**Set exercise:**
Which lines in the entries below contain the string "sculpture" with the same capitalization? Extract each of those lines in full.
-- Start --
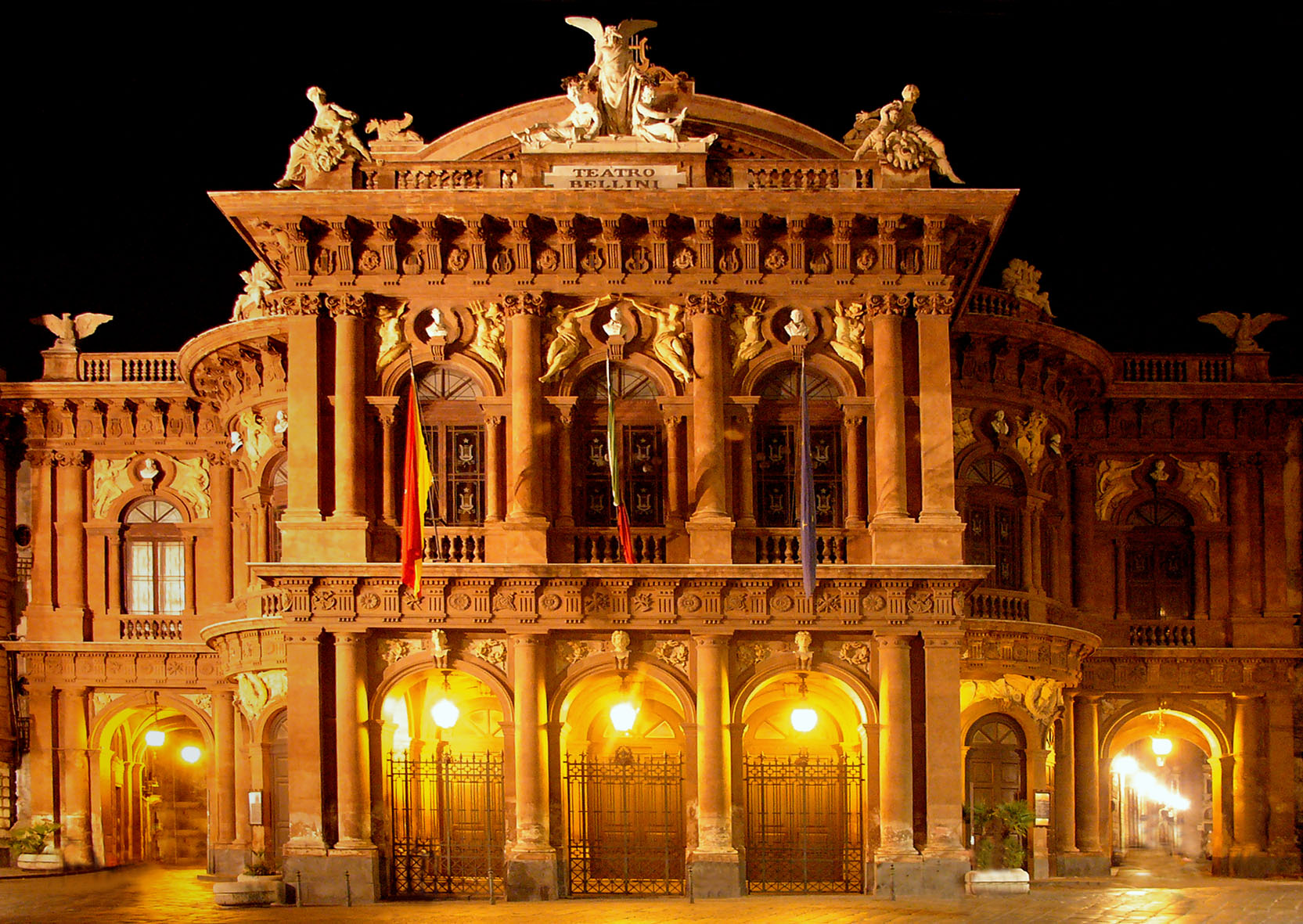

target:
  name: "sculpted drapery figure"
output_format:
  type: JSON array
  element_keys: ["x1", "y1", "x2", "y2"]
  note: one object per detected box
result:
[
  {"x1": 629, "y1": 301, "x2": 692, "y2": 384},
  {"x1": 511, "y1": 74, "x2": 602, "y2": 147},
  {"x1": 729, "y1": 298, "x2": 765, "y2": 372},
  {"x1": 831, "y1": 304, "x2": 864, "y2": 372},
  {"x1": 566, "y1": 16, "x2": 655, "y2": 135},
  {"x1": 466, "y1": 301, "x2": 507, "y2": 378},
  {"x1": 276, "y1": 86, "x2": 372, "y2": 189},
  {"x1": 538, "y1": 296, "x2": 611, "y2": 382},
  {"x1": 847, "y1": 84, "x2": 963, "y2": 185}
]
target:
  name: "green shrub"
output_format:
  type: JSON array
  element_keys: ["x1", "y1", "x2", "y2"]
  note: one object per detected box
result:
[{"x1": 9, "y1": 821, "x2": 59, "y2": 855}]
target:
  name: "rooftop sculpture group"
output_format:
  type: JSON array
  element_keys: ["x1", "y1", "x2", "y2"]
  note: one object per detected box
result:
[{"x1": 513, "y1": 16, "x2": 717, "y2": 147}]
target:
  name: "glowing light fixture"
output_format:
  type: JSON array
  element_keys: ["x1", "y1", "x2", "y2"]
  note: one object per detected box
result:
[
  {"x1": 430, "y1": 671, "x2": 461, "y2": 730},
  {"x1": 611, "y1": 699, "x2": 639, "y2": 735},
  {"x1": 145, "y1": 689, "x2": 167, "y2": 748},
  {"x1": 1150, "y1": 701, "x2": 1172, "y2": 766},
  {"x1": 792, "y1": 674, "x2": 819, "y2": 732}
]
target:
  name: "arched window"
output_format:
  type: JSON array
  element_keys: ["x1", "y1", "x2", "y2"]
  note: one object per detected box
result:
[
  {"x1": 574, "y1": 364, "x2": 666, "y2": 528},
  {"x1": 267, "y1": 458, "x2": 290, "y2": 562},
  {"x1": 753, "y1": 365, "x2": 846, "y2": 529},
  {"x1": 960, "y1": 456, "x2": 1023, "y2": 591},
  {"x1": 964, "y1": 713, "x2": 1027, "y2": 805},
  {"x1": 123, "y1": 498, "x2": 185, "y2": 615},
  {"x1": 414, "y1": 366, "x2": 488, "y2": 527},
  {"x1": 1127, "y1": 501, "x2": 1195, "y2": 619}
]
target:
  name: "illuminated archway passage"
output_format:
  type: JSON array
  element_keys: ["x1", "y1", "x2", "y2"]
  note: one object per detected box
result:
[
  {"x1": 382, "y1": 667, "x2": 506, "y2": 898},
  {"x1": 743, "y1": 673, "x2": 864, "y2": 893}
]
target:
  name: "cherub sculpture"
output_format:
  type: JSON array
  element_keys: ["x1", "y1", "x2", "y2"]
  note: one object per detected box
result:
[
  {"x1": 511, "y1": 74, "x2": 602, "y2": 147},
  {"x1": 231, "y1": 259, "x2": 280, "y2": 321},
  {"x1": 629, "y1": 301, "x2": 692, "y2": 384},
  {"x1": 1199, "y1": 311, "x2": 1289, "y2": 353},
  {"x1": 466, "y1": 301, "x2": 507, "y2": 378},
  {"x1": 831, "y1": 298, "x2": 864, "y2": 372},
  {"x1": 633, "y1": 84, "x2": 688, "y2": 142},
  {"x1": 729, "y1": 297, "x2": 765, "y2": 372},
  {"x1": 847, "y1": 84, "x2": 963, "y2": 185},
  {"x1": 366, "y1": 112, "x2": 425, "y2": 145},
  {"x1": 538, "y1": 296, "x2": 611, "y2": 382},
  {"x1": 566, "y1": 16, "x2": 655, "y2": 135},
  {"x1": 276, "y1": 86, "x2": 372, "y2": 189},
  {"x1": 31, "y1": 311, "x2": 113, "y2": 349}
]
-- End --
**Solution for this task:**
  name: "rooftop sculpture group"
  name: "cherub sculpture"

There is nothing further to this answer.